**Exercise:** Output, word for word, the line that contains "If you could locate the window with" and all lines following it to the end of the listing. Drop the pictures.
>> BEGIN Entries supplied
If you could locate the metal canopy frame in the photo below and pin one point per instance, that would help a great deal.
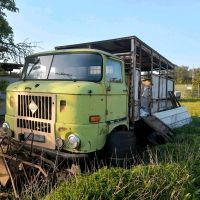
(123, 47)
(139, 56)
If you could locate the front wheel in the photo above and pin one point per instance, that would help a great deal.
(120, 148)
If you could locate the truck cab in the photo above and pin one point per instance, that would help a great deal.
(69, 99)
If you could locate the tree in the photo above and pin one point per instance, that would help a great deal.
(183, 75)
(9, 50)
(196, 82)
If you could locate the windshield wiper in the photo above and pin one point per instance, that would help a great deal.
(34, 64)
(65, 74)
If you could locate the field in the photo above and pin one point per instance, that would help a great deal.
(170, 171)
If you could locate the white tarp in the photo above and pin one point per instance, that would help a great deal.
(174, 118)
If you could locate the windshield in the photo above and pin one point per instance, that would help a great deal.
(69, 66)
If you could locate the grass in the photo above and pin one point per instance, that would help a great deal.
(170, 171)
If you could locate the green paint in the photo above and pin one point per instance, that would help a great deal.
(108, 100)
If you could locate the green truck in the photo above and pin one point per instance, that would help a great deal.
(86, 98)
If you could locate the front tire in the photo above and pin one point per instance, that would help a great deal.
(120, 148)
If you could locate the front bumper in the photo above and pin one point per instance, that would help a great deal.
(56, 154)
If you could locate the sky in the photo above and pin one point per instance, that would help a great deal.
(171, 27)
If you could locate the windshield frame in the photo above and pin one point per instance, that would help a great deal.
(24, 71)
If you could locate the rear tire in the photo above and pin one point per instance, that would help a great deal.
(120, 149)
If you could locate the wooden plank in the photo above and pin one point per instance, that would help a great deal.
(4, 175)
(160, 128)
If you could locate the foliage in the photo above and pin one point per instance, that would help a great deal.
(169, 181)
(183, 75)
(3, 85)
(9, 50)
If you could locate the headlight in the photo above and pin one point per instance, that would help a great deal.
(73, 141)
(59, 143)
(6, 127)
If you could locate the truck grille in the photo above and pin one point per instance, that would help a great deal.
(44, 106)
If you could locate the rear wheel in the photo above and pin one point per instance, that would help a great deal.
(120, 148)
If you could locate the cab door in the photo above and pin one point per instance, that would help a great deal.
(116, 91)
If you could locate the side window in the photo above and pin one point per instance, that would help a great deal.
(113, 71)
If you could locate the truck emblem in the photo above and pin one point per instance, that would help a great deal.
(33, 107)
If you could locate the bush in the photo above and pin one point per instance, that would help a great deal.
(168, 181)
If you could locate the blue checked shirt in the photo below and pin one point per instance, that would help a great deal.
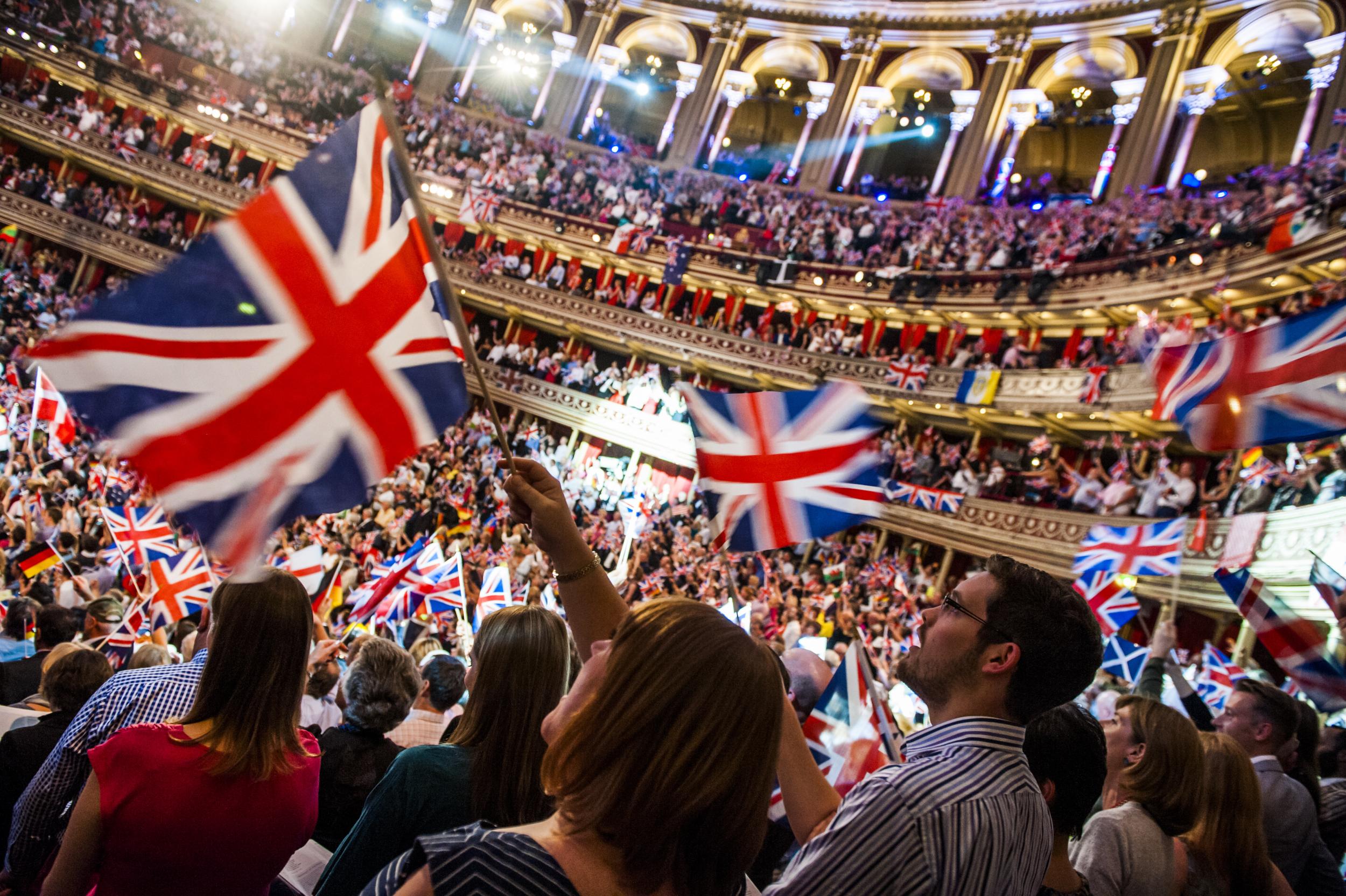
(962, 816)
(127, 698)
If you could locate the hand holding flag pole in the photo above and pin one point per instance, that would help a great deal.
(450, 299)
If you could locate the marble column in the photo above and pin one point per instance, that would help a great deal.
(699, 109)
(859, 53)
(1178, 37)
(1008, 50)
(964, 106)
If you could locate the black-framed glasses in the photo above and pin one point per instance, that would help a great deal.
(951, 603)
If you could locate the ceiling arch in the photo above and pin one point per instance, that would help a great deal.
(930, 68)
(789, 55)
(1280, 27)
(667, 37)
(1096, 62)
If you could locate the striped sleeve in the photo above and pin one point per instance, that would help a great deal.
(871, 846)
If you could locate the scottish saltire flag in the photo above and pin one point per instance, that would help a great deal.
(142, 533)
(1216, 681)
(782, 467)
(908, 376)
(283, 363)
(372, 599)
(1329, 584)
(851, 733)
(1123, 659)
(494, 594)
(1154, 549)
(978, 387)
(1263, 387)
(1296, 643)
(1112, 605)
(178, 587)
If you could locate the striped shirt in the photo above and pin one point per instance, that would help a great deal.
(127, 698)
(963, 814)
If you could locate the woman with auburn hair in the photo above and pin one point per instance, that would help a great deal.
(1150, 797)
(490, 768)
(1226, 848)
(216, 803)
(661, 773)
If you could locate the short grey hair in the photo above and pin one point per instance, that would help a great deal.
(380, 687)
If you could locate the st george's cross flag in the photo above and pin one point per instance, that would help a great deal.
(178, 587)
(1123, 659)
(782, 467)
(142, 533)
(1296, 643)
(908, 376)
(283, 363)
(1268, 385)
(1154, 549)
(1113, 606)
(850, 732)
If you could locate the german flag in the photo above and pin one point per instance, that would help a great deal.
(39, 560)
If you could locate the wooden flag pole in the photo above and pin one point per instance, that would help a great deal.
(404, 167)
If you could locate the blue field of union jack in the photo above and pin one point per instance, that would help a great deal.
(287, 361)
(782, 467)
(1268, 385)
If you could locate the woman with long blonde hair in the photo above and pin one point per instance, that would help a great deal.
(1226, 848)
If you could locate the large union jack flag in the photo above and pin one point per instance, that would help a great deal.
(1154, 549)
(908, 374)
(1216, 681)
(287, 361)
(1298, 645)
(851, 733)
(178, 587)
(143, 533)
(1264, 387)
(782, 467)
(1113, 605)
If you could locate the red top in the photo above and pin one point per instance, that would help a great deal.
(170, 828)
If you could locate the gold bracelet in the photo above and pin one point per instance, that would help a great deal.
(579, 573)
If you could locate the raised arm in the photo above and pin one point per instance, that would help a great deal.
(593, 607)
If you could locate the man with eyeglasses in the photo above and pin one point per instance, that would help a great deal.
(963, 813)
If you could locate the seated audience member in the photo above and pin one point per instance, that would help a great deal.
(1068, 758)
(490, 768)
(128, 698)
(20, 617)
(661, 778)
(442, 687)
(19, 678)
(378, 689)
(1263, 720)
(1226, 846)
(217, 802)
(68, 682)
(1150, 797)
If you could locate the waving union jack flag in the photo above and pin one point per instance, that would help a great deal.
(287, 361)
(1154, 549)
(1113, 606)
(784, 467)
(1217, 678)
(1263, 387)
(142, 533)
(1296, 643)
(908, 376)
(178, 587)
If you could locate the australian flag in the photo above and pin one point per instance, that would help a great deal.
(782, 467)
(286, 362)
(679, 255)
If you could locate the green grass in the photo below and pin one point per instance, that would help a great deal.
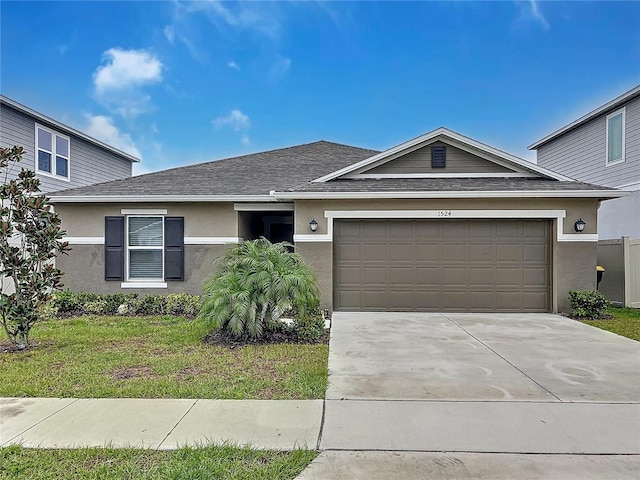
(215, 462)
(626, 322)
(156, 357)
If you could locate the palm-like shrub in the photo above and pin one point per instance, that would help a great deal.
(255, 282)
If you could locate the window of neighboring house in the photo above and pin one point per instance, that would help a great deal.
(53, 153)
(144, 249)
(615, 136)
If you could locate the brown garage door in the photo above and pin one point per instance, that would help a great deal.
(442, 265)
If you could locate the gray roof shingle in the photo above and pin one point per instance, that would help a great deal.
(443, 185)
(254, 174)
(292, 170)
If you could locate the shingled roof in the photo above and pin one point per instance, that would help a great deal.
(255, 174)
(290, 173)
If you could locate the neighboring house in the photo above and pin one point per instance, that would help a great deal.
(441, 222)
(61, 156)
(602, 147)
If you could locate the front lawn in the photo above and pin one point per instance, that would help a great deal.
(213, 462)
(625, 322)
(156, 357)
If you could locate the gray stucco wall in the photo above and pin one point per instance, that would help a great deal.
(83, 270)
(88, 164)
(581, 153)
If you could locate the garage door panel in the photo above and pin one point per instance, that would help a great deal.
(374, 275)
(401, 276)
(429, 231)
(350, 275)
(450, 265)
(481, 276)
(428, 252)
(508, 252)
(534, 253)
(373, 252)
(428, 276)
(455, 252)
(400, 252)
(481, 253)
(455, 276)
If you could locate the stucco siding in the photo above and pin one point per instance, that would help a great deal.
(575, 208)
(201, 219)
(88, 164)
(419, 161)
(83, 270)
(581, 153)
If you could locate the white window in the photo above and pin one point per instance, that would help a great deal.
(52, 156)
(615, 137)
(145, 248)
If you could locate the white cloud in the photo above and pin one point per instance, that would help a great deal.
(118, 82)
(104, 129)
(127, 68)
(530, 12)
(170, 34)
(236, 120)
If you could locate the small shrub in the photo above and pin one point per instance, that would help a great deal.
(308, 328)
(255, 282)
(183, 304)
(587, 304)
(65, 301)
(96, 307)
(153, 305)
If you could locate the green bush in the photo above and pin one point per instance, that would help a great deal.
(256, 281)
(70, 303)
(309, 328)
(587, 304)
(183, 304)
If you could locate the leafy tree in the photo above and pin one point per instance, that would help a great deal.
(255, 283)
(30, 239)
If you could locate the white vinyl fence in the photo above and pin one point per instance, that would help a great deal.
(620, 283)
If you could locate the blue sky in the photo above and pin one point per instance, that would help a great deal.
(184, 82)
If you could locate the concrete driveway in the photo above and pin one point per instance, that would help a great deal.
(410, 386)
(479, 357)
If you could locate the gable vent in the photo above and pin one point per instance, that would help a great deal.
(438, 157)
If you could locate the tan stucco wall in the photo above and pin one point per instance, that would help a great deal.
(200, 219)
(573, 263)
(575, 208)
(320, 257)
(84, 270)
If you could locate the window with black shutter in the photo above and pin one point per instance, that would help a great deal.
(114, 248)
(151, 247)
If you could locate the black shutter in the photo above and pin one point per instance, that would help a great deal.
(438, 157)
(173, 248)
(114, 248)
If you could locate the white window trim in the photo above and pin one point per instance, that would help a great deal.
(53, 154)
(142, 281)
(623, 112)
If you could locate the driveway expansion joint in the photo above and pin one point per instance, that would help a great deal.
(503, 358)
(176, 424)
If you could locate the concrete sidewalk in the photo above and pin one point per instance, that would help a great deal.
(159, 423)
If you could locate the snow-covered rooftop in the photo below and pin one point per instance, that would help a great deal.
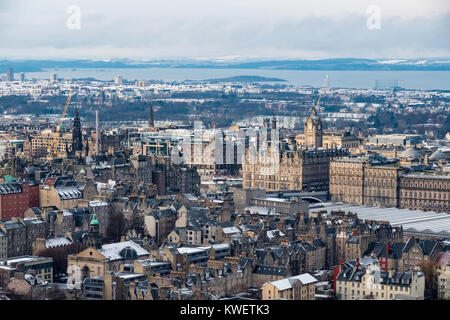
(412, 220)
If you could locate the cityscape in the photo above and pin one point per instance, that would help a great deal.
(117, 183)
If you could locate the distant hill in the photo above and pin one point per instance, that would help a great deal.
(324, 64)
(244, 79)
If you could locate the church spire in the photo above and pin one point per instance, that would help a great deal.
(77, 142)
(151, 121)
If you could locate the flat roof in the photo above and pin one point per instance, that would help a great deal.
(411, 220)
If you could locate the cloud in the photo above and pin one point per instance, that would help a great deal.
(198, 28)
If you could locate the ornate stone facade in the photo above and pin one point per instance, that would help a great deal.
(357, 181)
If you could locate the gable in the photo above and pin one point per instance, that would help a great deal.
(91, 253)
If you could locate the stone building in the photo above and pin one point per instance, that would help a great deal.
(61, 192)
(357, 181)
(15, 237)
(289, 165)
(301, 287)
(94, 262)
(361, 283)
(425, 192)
>> END Entries supplied
**Result of the exercise:**
If you could locate the window with black shutter in the photo above and pin one point per instance, that would help a great deal.
(114, 248)
(151, 247)
If you could locate the black shutter in the photo above and pin one point per instance, that would help a great deal.
(438, 157)
(173, 248)
(114, 248)
If you could locate the white window trim in the photo above and pin one point per instance, that would help a great deal.
(53, 154)
(142, 281)
(623, 112)
If you could locate the driveway expansion joint in the photo above and pin one point per instance, that would help a great deal.
(503, 358)
(176, 424)
If you could locate the concrete sidewalk in the photo above and pin one point per instance, that would help a great deal.
(159, 423)
If you could locate the snow-covered rooftop in the photo below and pin one point per instance, that would help a great deal.
(412, 220)
If you could locate the cityscape in the photo above and pin one point per instance, that would help a great deal.
(117, 183)
If you could locate the distant hill in the photo above and pin one point per instance, that would help a great deal.
(324, 64)
(244, 79)
If you could locate the church spire in the photo above and pin one point per instance, that would help a great deal.
(77, 142)
(151, 121)
If you could locate the flat roof in the photo above and pin one point per instance, that would help a great deal.
(411, 220)
If you could locate the cloud in the photo above and pin one point per instance, that would help a great deal.
(198, 28)
If you could locate the ornate stone facade in the photo above and pin one point per instance, that would help a great deal.
(357, 181)
If you could locate the gable in the photo above and pin one point per instance, that would help a great deal.
(91, 253)
If you could locate the stone building in the photo above and pin one point per instance, that would help a great deal.
(61, 192)
(357, 181)
(15, 237)
(289, 165)
(301, 287)
(94, 262)
(361, 283)
(425, 192)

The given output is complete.